● **EXTRACT PROVIDED**:

□ □ □ □ □

It is actually very simple.
First, set up the ASIAIR: connect the ASIAIR to the main camera, guide camera, and equatorial mount; then connect the EAF and EFW to the main camera.
P.S. I use an EQ6-R. At first I connected through the hand controller, which required a one-star alignment every time; later I discovered that using an EQMOD cable is much nicer.
After all the cables are connected, power everything on. Search for the ASIAIR Wi-Fi and connect to it, then open the ASIAIR app and you should be able to connect to the device. Once connected, tap the settings button in the upper-right corner and choose the first menu, the one with the Wi-Fi icon. Find “Bridge Mode” below (called Home Station in the English menu), open it, then search for and connect to your home Wi-Fi.
P.S. My telescope is on the third-floor roof, where the signal is fairly weak, so I added a bridge in between. On a TP-LINK router, go to Wireless Settings, choose WDS, scan, and connect. When setting up the bridge, remember to change the bridge router’s IP to the same subnet as the main router. For example, if the main router is 192.168.1.1, the bridge router can be set to 192.168.1.2. After WDS is connected, remember to disable DHCP on the bridge router. Many newer routers automate this now, so you may not need to remember these details.
P.P.S. Remember to set a password for the Wi-Fi. ASIAIR cannot connect to Wi-Fi without a password. It cannot connect!!! One more complaint: Wi-Fi networks that have been connected before cannot be forgotten. How is someone with OCD supposed to tolerate that? Tolerate that!!!

□ □ □ □ □

● **DATA RECORDS**:

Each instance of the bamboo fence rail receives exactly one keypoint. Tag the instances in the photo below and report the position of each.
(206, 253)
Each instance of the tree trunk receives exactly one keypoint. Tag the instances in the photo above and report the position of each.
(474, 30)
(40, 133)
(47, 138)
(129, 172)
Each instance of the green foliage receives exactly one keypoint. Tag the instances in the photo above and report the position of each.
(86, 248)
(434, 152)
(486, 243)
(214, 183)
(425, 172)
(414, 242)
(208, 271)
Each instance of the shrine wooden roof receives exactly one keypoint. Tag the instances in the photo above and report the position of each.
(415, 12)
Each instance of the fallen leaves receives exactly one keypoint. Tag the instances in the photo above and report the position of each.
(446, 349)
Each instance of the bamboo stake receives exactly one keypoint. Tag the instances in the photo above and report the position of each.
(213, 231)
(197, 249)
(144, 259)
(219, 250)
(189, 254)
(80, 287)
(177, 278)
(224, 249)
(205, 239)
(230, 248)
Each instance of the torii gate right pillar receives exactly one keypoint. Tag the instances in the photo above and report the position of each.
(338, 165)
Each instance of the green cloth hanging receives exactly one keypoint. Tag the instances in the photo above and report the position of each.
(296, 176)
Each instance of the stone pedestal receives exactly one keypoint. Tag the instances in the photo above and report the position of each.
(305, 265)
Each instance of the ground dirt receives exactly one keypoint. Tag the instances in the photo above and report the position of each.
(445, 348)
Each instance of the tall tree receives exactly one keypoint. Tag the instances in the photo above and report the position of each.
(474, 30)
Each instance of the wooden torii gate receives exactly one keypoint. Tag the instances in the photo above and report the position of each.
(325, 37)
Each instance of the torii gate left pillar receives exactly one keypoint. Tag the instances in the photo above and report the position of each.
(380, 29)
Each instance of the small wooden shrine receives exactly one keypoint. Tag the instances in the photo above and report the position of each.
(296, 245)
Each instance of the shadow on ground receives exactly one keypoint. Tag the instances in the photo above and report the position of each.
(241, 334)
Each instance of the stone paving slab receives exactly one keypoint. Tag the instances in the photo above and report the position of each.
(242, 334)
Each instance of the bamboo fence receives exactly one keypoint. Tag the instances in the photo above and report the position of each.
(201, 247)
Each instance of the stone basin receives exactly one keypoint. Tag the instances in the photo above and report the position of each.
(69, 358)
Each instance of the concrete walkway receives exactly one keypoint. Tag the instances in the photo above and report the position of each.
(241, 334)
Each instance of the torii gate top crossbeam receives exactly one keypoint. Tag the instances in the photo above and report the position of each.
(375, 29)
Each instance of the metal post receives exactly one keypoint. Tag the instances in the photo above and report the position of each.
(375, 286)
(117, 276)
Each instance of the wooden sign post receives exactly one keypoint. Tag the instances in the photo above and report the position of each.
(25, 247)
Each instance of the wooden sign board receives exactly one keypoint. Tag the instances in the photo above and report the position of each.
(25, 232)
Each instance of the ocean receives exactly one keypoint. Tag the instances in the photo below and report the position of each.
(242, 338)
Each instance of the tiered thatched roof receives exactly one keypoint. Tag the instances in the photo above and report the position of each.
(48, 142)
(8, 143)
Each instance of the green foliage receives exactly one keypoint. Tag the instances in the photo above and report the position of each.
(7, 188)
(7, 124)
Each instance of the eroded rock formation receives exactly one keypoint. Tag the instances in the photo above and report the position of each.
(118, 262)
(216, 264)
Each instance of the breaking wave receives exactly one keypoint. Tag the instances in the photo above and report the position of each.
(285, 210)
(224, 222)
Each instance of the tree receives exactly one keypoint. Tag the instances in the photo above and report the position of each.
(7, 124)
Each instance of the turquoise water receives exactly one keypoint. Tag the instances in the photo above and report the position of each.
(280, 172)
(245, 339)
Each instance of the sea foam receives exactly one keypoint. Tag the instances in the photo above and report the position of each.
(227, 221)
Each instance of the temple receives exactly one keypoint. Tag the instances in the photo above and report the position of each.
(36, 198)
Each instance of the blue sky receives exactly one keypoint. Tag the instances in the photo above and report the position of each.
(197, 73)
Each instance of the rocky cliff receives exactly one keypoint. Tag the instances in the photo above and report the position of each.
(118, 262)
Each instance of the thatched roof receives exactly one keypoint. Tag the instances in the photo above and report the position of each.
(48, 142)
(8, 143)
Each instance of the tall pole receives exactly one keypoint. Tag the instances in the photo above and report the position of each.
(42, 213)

□ □ □ □ □

● **WHAT THE EXERCISE ASKS**: In the ASIAIR setup notes, what is "Bridge Mode" called in the English menu? Rely only on the ASIAIR setup notes.

● **ANSWER TO THIS PROBLEM**: Home Station